**GIVEN REQUEST A:**
In the Gaussian mixture model page, which dataset should you switch to in order to see a GMM fit the diagonal stretch that k-means would slice through?
**GIVEN REQUEST B:**
Continue the Gaussian mixture model page after its last line.

**SOURCE:**
Density estimation and soft clustering via a weighted sum of Gaussian components.
Key idea
Each point belongs to multiple clusters at once. A GMM models the data as coming from several Gaussian "blobs". Each point gets a probability of belonging to each blob — not a hard assignment like k-means.
Step through EM — ellipses rotate and stretch to fit the data, where k-means' spherical regions can't
iter 0
Each Step runs one EM iteration — first an E step assigns soft responsibilities γik to every (point, component) pair, then an M step re-estimates each component's mean, covariance, and weight from those responsibilities. Watch the ellipses rotate and stretch — that's full-covariance Gaussians earning their keep. Switch to the Tilted ellipses dataset and notice how a GMM fits the diagonal stretch that k-means would slice straight through.
K-means says: "this point is in cluster 3, period." A GMM says: "this point is 80% in cluster 3, 20% in cluster 1." That uncertainty is useful when clusters overlap or have very different shapes and sizes — k-means struggles with both.
GMMs are also a density estimator. Once fit, you can ask "how likely is this point under my model?" — useful for anomaly detection (low-likelihood points are anomalies) or for generating new samples from the learned distribution.
Reach for it when
Clusters overlap or have different shapes / sizes
You want soft assignments, not hard ones
You need a density estimate (for anomaly detection or sampling)
You can pick a reasonable number of components
Skip it when
Clusters aren't well-modelled by Gaussians (e.g. moons, spirals)

**PROVIDED MATERIAL:**
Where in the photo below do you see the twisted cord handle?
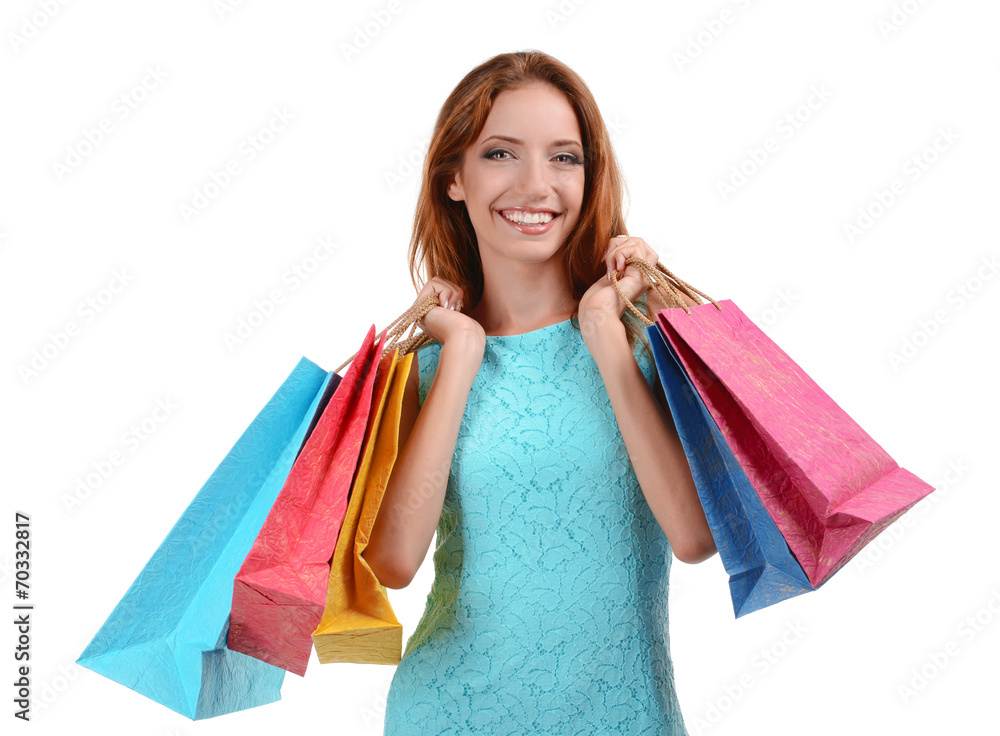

**ANSWER A:**
The Tilted ellipses dataset.

**ANSWER B:**
Very high-dimensional data — covariance matrices get huge
You truly want hard assignments — k-means is faster
You don't know the number of components and don't want to use model selection
from sklearn.mixture import GaussianMixture
gmm = GaussianMixture(n_components=3, random_state=0).fit(X)
# Soft assignments (responsibilities)
proba = gmm.predict_proba(X)
# Hard assignments (for cluster labels)
labels = gmm.predict(X)
# Density estimate: log p(x) under the fitted mixture
log_density = gmm.score_samples(X)
πkmixing weight — prior probability of component k, sums to 1
μk, Σkmean and covariance of component k
Each point is assumed to be generated by first picking a component (with probability πk), then sampling from that component's Gaussian. The parameters are fit by maximizing likelihood, but there's no closed form — we use EM.
EM algorithm. Alternates two steps until convergence:
E-step: compute responsibilities — the posterior probability that point i came from component k, holding parameters fixed.
M-step: update component parameters (μk, Σk, πk) as weighted averages, where the weights are the responsibilities from the E-step.
Each iteration is guaranteed to increase the log-likelihood (or leave it unchanged). It converges to a local maximum — sensitive to initialization, so re-run with several random restarts and keep the best.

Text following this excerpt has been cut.